▶ [YOUR OBJECTIVE]:
Write down each entry precisely as given.

____

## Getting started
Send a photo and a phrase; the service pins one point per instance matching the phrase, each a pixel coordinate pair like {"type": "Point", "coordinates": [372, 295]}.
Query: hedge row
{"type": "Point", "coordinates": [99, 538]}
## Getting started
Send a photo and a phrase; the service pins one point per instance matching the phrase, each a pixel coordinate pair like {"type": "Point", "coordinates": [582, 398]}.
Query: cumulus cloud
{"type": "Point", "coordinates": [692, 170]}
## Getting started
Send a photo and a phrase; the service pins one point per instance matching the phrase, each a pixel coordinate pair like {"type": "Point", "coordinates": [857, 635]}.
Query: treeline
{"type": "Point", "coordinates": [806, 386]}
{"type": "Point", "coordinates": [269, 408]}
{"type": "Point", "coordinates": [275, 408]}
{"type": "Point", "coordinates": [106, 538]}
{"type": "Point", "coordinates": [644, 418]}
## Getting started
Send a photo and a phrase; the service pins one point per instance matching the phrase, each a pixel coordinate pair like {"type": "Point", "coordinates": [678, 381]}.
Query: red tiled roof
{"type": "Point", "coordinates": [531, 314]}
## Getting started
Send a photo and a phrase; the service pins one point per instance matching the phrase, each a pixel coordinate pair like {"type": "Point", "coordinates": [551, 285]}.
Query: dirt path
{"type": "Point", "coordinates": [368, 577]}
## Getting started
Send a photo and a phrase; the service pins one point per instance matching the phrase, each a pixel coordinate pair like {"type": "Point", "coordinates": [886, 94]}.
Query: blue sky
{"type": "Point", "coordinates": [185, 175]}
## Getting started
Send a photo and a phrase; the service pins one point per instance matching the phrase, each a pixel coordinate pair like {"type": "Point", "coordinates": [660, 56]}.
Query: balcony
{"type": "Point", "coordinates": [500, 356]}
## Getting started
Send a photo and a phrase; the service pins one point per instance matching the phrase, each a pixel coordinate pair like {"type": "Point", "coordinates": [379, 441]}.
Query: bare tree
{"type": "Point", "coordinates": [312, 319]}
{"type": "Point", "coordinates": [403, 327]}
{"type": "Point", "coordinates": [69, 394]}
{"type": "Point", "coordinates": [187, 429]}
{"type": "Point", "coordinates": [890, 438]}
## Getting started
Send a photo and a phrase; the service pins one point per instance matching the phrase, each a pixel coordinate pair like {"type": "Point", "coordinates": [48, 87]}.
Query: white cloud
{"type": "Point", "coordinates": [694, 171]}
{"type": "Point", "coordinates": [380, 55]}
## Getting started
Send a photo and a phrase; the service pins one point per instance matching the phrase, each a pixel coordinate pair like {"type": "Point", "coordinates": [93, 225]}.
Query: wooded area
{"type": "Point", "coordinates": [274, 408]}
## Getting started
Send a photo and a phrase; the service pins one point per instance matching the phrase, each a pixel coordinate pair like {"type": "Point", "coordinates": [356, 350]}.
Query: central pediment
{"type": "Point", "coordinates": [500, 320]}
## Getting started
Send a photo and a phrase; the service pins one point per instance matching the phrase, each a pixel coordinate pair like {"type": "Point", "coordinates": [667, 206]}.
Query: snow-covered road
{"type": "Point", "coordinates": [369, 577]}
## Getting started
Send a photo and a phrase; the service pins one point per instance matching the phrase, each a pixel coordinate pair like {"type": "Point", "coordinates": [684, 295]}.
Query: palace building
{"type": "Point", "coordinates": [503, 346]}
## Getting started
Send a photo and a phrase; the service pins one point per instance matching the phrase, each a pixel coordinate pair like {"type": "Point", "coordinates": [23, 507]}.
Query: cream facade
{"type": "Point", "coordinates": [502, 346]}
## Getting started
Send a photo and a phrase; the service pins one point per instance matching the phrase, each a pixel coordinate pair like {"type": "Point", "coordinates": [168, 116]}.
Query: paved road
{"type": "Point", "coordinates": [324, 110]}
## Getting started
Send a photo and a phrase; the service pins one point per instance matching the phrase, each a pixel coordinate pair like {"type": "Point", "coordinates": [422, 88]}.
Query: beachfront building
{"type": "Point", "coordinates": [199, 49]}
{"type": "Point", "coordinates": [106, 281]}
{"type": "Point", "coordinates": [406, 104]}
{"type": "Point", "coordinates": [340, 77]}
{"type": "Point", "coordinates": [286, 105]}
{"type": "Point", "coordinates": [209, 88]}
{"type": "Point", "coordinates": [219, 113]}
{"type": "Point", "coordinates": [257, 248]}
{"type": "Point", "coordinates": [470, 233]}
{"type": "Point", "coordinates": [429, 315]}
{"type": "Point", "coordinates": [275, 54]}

____

▶ [ANSWER BOX]:
## Getting started
Send a photo and a phrase; the service pins one point per instance matching the phrase, each a pixel coordinate pair like {"type": "Point", "coordinates": [372, 295]}.
Query: hedge row
{"type": "Point", "coordinates": [99, 538]}
## Getting started
Send a photo and a phrase; the service pins one point per instance matching the phrase, each a pixel coordinate pair like {"type": "Point", "coordinates": [582, 398]}.
Query: cumulus cloud
{"type": "Point", "coordinates": [692, 170]}
## Getting started
Send a photo and a phrase; the service pins one point per instance matching the phrase, each a pixel coordinate pair like {"type": "Point", "coordinates": [857, 635]}.
Query: treeline
{"type": "Point", "coordinates": [806, 386]}
{"type": "Point", "coordinates": [269, 408]}
{"type": "Point", "coordinates": [275, 408]}
{"type": "Point", "coordinates": [106, 538]}
{"type": "Point", "coordinates": [644, 418]}
## Getting started
Send a photo and a phrase; the service pins one point per instance matching the phrase, each a pixel coordinate pair like {"type": "Point", "coordinates": [678, 381]}.
Query: red tiled roof
{"type": "Point", "coordinates": [531, 314]}
## Getting started
Send a photo and a phrase; the service pins one point per instance matching the phrase, each a pixel coordinate pair like {"type": "Point", "coordinates": [551, 285]}.
Query: dirt path
{"type": "Point", "coordinates": [368, 577]}
## Getting started
Send a photo and a phrase; the service pins one point per instance matching the phrase, each a pixel coordinate pair like {"type": "Point", "coordinates": [886, 94]}.
Query: blue sky
{"type": "Point", "coordinates": [185, 175]}
## Getting started
Send a photo and a phrase; the service pins one point per instance matching the phrase, each a pixel coordinate pair like {"type": "Point", "coordinates": [660, 56]}.
Query: balcony
{"type": "Point", "coordinates": [500, 356]}
## Getting started
Send a photo and a phrase; the service pins one point per instance matching the phrase, each a pixel coordinate pair like {"type": "Point", "coordinates": [379, 441]}.
Query: bare tree
{"type": "Point", "coordinates": [312, 319]}
{"type": "Point", "coordinates": [403, 327]}
{"type": "Point", "coordinates": [69, 394]}
{"type": "Point", "coordinates": [187, 429]}
{"type": "Point", "coordinates": [890, 438]}
## Getting started
Send a photo and a phrase; the service pins one point per instance matching the phrase, each a pixel coordinate pair like {"type": "Point", "coordinates": [48, 87]}.
Query: white cloud
{"type": "Point", "coordinates": [694, 171]}
{"type": "Point", "coordinates": [380, 55]}
## Getting started
Send a photo and a phrase; the service pins one point per instance matching the phrase, each a pixel coordinate pair like {"type": "Point", "coordinates": [93, 225]}.
Query: wooded area
{"type": "Point", "coordinates": [274, 408]}
## Getting started
Send a photo and a phrase; the service pins one point per instance matching the phrase, each a pixel coordinate pair like {"type": "Point", "coordinates": [356, 350]}.
Query: central pediment
{"type": "Point", "coordinates": [500, 320]}
## Getting started
Send a photo and a phrase; the service pins one point per instance matching the phrase, each a pixel coordinate pair like {"type": "Point", "coordinates": [667, 206]}.
Query: snow-covered road
{"type": "Point", "coordinates": [369, 577]}
## Getting started
Send a photo and a phrase; the service pins one point per instance matching the phrase, each a pixel coordinate pair like {"type": "Point", "coordinates": [684, 295]}.
Query: palace building
{"type": "Point", "coordinates": [503, 346]}
## Getting started
Send a photo and a phrase; the service pins one point per instance matching the phrase, each a pixel coordinate pair like {"type": "Point", "coordinates": [23, 507]}.
Query: cream facade
{"type": "Point", "coordinates": [502, 346]}
## Getting started
Send a photo and a phrase; the service pins one point per instance matching the phrase, each a pixel coordinate pair like {"type": "Point", "coordinates": [168, 116]}.
Query: paved road
{"type": "Point", "coordinates": [324, 110]}
## Getting started
Send a photo and a phrase; the service pins one point per instance matching the phrase, each a pixel coordinate pair like {"type": "Point", "coordinates": [422, 88]}.
Query: beachfront building
{"type": "Point", "coordinates": [199, 49]}
{"type": "Point", "coordinates": [106, 281]}
{"type": "Point", "coordinates": [406, 104]}
{"type": "Point", "coordinates": [340, 77]}
{"type": "Point", "coordinates": [286, 105]}
{"type": "Point", "coordinates": [209, 88]}
{"type": "Point", "coordinates": [219, 113]}
{"type": "Point", "coordinates": [257, 248]}
{"type": "Point", "coordinates": [470, 233]}
{"type": "Point", "coordinates": [429, 315]}
{"type": "Point", "coordinates": [275, 54]}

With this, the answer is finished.